--- Supplied text ---
The House of Balliol (de Bailleul) was a noble family originating from the village of Bailleul in Picardy.  They held estates in England, granted during the reign of King William Rufus.  Through marriage, they had claims to the Throne of Scotland.  One member of the family, John Balliol, was named King of Scotland after the disputed succession following extinction of the Dunkeld line.  John was deposed, leading to the First War of Scottish Independence.  His son, Edward Balliol, also briefly controlled the Scottish throne during the Second War of Scottish Independence.  Edward had no issue, and the direct line went extinct with him.

List of heads of the Balliol estates
 Guy I de Balliol (died before 1130 × 1133), established lordship in northern England in 1090s
 Bernard I de Balliol (died 1154 x 1162), nephew of Guy
 Guy II de Balliol (died early 1160s x 1167), son of Bernard
 Bernard II de Balliol (died c. 1190), brother of above
 Eustace de Balliol (died c. 1209), cousin of above
 Hugh de Balliol (died 1229), son of above
 John I de Balliol (died 1268), son of above, the founder of Balliol College
 John II de Balliol (died 1314), son of above, reigned as King of Scotland from 1292 to 1296, as a descendent David I of Scotland of the House of Dunkeld.
--- Record list ---
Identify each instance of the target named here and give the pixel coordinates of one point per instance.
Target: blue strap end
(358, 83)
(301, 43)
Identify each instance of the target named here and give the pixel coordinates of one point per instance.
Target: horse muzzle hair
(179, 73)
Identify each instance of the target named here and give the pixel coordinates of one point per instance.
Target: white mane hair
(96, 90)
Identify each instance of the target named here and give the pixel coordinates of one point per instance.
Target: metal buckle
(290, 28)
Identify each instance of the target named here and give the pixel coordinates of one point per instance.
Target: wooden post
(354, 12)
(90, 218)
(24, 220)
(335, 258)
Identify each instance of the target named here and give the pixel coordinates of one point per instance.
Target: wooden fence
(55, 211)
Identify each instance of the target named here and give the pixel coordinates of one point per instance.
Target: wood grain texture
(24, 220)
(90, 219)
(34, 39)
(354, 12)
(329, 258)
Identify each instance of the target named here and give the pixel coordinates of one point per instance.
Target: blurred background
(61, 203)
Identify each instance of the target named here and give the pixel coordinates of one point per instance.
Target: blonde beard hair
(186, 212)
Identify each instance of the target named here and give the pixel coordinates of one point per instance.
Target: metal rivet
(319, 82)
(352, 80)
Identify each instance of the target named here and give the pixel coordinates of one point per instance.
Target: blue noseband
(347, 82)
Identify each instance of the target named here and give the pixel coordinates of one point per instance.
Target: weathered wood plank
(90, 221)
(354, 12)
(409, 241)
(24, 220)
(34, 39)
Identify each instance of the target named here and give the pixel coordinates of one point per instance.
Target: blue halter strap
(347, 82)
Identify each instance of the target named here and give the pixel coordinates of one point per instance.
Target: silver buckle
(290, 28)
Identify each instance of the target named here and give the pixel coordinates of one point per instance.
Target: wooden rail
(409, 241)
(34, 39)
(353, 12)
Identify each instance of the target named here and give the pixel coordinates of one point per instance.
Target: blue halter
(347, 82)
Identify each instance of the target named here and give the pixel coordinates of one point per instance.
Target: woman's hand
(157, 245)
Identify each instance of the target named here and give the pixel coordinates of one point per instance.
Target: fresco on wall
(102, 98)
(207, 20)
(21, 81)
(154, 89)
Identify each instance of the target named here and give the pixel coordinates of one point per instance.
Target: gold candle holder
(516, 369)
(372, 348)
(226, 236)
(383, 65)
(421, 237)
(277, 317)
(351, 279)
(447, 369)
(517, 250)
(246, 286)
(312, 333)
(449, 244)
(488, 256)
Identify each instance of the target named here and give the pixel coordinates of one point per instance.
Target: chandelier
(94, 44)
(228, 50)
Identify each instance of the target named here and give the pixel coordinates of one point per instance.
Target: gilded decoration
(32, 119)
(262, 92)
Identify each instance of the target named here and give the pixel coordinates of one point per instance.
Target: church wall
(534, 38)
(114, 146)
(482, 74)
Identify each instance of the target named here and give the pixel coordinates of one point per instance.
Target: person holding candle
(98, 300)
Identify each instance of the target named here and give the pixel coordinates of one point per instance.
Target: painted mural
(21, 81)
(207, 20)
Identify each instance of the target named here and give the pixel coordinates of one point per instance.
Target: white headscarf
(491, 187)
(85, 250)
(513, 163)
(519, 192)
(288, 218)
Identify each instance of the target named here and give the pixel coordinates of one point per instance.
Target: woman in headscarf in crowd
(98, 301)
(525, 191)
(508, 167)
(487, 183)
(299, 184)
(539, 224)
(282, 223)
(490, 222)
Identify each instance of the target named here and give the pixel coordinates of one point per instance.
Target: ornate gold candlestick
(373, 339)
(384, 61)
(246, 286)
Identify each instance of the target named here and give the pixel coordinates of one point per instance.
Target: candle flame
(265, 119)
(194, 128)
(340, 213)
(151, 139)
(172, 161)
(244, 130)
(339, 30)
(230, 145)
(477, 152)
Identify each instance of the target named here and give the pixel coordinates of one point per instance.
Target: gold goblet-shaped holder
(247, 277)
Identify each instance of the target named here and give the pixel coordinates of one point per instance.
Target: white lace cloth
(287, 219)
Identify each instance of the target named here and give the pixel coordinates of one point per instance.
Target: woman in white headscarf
---
> **Problem requirements**:
Name every head of the Balliol estates listed in the Balliol family text, in the order given.

> **Exercise answer**:
Guy I de Balliol, Bernard I de Balliol, Guy II de Balliol, Bernard II de Balliol, Eustace de Balliol, Hugh de Balliol, John I de Balliol, John II de Balliol